**Document passage:**
◇ ◇ ◇

The Myth of a Perfect Orderly Liquidation Authority for Big Banks

On Tuesday, with some fanfare, the Bipartisan Policy Center in Washington rolled out a report, “Too Big to Fail: The Path to a Solution.” Focused on how to “resolve” big financial companies — a technical term for the details of handling the failure of such institutions — the report is elegantly written and nicely laid out. You can either read the very short version, the short version or the long version of the same material. Unfortunately, in all three the authors fail to persuade that the problem of too-big-to-fail is fixed or can be brought under control if only we follow their recommendations.

Their argument has three elements. First, big financial companies can be resolved either in bankruptcy or, more likely, through using the orderly liquidation authority, or O.L.A., created by the Dodd-Frank Act of 2010. Second, the key to making O.L.A. workable is sufficient “loss-absorbing” long-term debt and equity at the holding-company level. Third, the implication is that most or all of the big banks already have sufficient “loss-absorbing” debt and equity at the holding company level to make this work.

As a result, the authors contend, we (or perhaps financial-sector executives) are in luck — no significant structural changes, like simplification or reductions in scale, are needed at megabanks.

All three parts of this argument are unconvincing — and the bottom-line policy implication, “do little, be happy,” is downright dangerous.”

◇ ◇ ◇

Repeat the passage on big-bank liquidation word for word, from "The Myth of" up to and including "follow their recommendations.". The material that follows is not needed here.

◇ ◇ ◇

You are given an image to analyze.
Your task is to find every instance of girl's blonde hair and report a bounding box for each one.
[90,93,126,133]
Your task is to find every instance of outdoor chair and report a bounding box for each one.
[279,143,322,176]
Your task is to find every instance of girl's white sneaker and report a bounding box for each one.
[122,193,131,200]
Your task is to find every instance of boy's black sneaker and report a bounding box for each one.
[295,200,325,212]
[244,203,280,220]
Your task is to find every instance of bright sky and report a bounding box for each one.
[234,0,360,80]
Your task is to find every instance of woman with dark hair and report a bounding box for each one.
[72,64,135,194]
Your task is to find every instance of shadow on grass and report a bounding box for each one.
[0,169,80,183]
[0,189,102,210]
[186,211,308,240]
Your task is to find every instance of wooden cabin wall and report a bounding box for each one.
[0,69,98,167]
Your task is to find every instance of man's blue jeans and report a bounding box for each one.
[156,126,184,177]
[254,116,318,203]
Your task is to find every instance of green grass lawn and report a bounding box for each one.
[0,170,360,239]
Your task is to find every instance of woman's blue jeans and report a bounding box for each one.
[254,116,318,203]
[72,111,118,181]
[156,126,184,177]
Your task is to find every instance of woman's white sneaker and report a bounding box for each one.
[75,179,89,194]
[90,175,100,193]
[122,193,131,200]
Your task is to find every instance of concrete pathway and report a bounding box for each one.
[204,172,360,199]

◇ ◇ ◇

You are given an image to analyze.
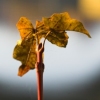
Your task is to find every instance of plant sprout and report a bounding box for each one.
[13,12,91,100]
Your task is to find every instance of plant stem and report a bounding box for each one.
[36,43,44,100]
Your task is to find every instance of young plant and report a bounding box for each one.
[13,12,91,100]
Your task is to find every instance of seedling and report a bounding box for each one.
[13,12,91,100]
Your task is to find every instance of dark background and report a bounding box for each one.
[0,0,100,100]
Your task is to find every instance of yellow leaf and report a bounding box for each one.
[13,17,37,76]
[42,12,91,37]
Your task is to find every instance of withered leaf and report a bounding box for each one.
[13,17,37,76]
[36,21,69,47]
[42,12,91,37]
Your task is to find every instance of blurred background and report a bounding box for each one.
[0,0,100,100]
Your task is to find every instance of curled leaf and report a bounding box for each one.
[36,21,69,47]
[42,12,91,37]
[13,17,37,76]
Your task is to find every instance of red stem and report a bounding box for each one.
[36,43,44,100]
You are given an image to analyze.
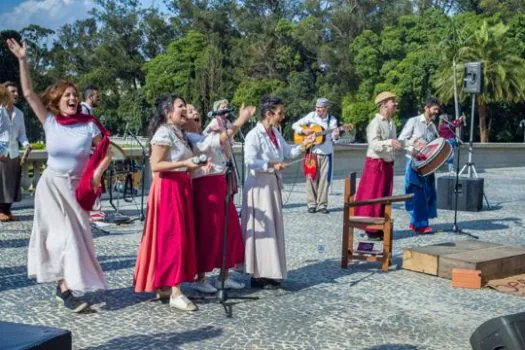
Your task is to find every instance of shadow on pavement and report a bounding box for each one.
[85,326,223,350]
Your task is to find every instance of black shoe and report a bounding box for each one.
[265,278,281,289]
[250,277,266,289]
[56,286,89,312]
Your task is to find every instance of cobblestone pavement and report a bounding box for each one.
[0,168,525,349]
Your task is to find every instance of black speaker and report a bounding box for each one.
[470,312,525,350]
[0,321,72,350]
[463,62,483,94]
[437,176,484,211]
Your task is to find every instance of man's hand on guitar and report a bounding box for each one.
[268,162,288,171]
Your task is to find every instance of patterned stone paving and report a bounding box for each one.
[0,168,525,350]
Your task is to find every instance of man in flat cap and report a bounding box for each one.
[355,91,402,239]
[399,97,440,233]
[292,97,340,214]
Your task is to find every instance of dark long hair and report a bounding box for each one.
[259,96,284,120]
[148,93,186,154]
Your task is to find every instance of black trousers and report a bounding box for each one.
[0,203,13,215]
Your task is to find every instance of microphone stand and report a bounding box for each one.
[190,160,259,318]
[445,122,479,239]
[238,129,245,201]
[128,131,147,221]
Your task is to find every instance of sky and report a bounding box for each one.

◇ ◇ ◇

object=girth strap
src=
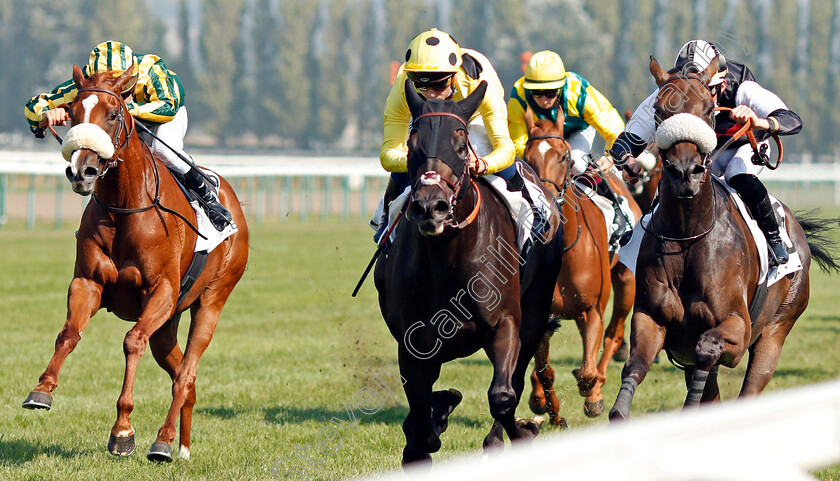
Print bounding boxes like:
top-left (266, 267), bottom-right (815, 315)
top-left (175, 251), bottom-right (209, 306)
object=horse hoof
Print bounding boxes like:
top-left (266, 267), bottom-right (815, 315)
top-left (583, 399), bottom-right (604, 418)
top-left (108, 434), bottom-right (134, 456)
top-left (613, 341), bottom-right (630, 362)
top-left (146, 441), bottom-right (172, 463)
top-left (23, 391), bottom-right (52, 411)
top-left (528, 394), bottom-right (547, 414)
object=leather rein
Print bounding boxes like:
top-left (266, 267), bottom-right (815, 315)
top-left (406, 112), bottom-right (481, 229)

◇ ◇ ◇

**Response for this exercise:**
The Myth of a Perfect Orderly Liquidation Authority for Big Banks

On Tuesday, with some fanfare, the Bipartisan Policy Center in Washington rolled out a report, “Too Big to Fail: The Path to a Solution.” Focused on how to “resolve” big financial companies — a technical term for the details of handling the failure of such institutions — the report is elegantly written and nicely laid out. You can either read the very short version, the short version or the long version of the same material. Unfortunately, in all three the authors fail to persuade that the problem of too-big-to-fail is fixed or can be brought under control if only we follow their recommendations.